● **What you need to do**
Where the string "separate" shows up in a line of the records, copy that line.

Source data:
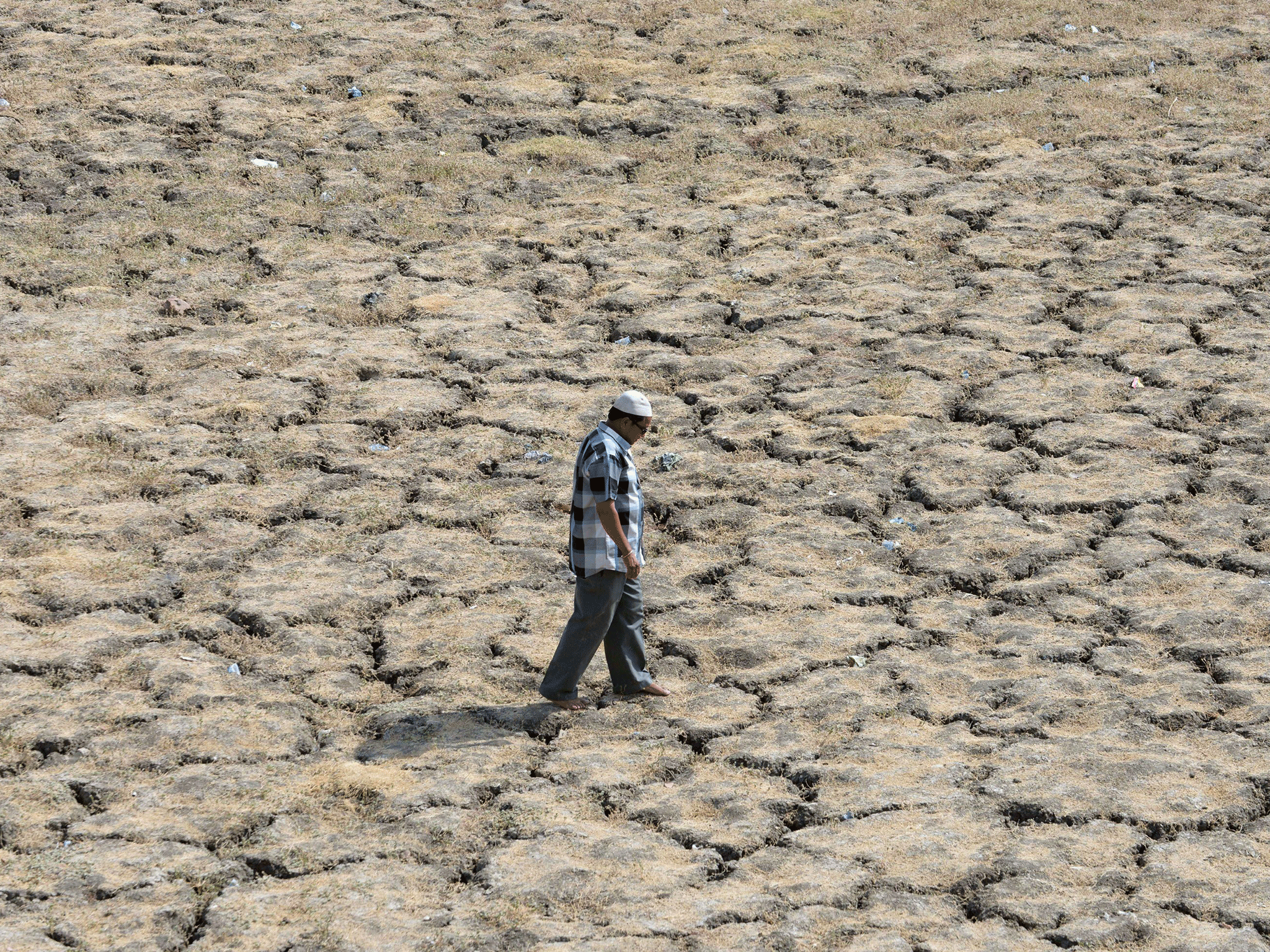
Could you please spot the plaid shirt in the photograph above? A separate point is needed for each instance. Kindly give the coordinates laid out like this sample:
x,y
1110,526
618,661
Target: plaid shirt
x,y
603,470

...

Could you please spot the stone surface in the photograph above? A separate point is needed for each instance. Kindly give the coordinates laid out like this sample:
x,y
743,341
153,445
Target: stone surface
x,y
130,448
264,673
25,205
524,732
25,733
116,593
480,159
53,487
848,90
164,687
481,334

● **Solution for this exercise**
Could you please spot the plaid shirt in the photograph above? A separate point is needed for each instance. Kindly give the coordinates laid out like this sample:
Could you please spot the stone surface in the photograph above? A separate point is needed for each instance. Kindly give the coordinates laid out like this sample:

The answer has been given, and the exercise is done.